Duplicate the rows below word for word, covering the stretch from the line containing "Would you please pick out the cabinet drawer" through the final row, with both ends included.

Start DATA IN THIS EXERCISE

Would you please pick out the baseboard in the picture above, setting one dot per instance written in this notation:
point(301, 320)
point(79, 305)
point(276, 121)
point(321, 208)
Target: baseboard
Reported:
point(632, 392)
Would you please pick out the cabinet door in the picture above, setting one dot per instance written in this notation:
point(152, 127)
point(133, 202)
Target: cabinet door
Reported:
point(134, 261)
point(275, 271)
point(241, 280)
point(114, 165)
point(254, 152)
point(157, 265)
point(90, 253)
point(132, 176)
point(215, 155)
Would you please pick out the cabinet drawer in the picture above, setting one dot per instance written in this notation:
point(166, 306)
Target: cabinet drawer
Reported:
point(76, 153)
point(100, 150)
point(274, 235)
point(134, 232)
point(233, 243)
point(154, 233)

End DATA IN THIS EXERCISE

■ ANSWER IN FULL:
Would you please pick out the cabinet drawer in the picture above, setting one dot per instance written in this notation:
point(166, 306)
Target: cabinet drawer
Reported:
point(76, 153)
point(100, 150)
point(274, 235)
point(134, 232)
point(233, 243)
point(154, 233)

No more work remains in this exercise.